BEGIN SOURCE

- Setup the environment and install packages
python3 -m venv my_env # conda create --name my_env (if you use conda)
source my_env/bin/activate # conda activate my_env
pip install -r requirements.txt
We also recommend to install wandb for logging. See https://docs.wandb.ai/quickstart for more details. We use wandb for logging the training process and storing the test statistics.
2.Datasets
Blob Dataset: The Blob dataset is a two-dimensional Gaussian mixture model with nine modes arranged on a 3 x 3 grid. The two distributions differ in their variance as visualized in the figure below.
MNIST: The MNIST dataset consists of hand-written digits.
CIFAR10: The CIFAR10 dataset consists of 10 classes of images. We fine-tuned a ResNET50 model on the CIFAR10 dataset. We saved the model under data/cifar10/best_model.pth. It is used for generating adversarial samples with FGSM.
Gaussian CIT: The Gaussian CIT dataset is a 20-dimensional hierachical Gaussian model used for the conditional independence test.
-
Structure
train.py contains the training pipeline for each DAVT experiment. Here, all objects are initialized by making use of hydra's config files (see folder configs) and the training is performed. The training pipeline consists of the following steps:
-
Initialize the data generator (e.g. Blob dataset) This class yields samples from two distributions. The output object is of class torch.Dataset. Independently on the dataset there are two parameters that should be specified
- samples: number of samples to be generated
- type: type of the experiment "type2" (alternative holds) "type11" (null holds and the data comes from the first class), "type12" (null holds and the data comes from the second class)

END SOURCE
BEGIN RECORD EXTRACTS

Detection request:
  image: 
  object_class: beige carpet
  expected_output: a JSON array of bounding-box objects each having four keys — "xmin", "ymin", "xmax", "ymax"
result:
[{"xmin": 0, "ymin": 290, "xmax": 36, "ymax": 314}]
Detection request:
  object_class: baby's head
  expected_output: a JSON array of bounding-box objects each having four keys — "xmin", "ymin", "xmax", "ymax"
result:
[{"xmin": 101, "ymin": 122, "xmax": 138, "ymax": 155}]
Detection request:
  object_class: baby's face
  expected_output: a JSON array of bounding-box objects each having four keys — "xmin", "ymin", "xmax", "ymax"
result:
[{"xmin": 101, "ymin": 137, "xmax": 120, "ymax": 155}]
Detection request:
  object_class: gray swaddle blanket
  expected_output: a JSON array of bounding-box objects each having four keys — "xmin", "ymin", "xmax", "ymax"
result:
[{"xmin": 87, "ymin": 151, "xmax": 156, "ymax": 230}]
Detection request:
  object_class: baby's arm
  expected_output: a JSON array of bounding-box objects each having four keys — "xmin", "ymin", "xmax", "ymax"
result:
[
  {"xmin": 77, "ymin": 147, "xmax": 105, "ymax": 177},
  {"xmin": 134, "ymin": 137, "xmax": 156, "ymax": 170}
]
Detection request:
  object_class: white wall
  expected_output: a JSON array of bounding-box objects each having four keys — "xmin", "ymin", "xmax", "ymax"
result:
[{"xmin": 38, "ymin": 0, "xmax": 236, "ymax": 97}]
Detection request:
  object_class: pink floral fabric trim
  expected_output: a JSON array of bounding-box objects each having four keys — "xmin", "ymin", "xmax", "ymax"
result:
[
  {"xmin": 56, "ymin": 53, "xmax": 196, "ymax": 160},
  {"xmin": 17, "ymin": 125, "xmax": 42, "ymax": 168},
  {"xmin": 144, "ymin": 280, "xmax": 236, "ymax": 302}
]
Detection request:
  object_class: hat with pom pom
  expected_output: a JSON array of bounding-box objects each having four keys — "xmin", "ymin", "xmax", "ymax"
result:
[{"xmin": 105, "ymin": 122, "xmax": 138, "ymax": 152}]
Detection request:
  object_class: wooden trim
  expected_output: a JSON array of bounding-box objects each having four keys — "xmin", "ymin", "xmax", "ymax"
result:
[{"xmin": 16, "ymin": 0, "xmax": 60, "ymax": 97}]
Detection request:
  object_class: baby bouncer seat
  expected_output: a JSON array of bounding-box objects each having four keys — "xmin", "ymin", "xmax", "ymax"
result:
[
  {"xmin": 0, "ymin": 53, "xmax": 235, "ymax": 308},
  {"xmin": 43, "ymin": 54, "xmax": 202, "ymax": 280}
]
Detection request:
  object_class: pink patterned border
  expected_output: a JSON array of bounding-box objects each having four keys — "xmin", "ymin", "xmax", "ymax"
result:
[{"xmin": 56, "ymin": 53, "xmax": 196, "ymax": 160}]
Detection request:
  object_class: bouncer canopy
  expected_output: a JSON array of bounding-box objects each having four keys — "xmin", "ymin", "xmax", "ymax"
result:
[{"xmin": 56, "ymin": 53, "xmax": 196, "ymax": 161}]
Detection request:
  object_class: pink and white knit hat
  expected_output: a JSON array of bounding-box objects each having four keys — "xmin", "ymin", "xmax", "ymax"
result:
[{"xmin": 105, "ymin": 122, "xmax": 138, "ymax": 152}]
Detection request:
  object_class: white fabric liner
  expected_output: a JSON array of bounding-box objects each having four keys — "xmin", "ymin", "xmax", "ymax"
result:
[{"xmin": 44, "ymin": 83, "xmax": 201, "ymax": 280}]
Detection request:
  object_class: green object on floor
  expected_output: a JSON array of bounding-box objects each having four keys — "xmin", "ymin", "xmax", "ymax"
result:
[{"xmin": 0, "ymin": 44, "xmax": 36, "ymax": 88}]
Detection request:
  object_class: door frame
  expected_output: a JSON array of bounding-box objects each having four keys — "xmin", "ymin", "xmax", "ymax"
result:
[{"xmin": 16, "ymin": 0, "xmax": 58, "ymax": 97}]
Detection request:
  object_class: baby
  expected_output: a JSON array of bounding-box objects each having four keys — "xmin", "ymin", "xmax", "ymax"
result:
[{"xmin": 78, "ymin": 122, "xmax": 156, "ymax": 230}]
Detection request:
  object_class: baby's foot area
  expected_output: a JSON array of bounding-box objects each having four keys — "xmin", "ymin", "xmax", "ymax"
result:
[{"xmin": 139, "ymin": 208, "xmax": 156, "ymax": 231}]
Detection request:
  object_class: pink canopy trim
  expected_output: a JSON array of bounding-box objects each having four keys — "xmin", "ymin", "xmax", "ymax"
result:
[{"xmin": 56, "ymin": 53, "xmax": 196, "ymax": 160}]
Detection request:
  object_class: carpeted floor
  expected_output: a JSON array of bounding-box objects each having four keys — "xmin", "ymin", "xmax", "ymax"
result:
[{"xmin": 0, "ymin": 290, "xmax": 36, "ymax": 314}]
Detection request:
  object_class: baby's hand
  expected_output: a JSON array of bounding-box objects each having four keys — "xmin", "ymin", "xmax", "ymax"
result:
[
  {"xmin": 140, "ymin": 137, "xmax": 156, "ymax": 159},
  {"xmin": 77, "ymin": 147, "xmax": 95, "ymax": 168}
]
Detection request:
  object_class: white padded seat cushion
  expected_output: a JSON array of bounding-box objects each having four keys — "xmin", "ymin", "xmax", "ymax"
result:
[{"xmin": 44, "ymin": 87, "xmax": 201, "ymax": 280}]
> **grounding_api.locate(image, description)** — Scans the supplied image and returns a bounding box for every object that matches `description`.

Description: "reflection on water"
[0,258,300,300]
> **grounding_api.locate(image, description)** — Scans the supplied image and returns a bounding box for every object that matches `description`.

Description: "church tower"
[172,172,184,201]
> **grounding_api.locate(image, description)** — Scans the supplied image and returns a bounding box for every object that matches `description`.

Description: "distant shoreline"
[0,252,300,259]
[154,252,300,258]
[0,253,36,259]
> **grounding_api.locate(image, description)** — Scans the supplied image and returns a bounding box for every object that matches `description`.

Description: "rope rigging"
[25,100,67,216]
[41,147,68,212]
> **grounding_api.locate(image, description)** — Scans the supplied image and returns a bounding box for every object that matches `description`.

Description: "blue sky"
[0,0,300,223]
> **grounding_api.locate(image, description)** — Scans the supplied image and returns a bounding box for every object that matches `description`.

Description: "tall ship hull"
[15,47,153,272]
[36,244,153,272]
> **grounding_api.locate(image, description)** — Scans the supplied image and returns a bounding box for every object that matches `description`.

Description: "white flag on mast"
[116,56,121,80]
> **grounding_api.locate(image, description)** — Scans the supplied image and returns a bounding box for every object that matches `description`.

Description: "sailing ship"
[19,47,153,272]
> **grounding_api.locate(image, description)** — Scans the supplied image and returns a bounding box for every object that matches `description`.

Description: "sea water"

END RECORD EXTRACTS

DIRECTIVE: Write out the full setup and dataset notes above again, word for word, from the first line to the last.

TASK RESULT:
- Setup the environment and install packages
python3 -m venv my_env # conda create --name my_env (if you use conda)
source my_env/bin/activate # conda activate my_env
pip install -r requirements.txt
We also recommend to install wandb for logging. See https://docs.wandb.ai/quickstart for more details. We use wandb for logging the training process and storing the test statistics.
2.Datasets
Blob Dataset: The Blob dataset is a two-dimensional Gaussian mixture model with nine modes arranged on a 3 x 3 grid. The two distributions differ in their variance as visualized in the figure below.
MNIST: The MNIST dataset consists of hand-written digits.
CIFAR10: The CIFAR10 dataset consists of 10 classes of images. We fine-tuned a ResNET50 model on the CIFAR10 dataset. We saved the model under data/cifar10/best_model.pth. It is used for generating adversarial samples with FGSM.
Gaussian CIT: The Gaussian CIT dataset is a 20-dimensional hierachical Gaussian model used for the conditional independence test.
-
Structure
train.py contains the training pipeline for each DAVT experiment. Here, all objects are initialized by making use of hydra's config files (see folder configs) and the training is performed. The training pipeline consists of the following steps:
-
Initialize the data generator (e.g. Blob dataset) This class yields samples from two distributions. The output object is of class torch.Dataset. Independently on the dataset there are two parameters that should be specified
- samples: number of samples to be generated
- type: type of the experiment "type2" (alternative holds) "type11" (null holds and the data comes from the first class), "type12" (null holds and the data comes from the second class)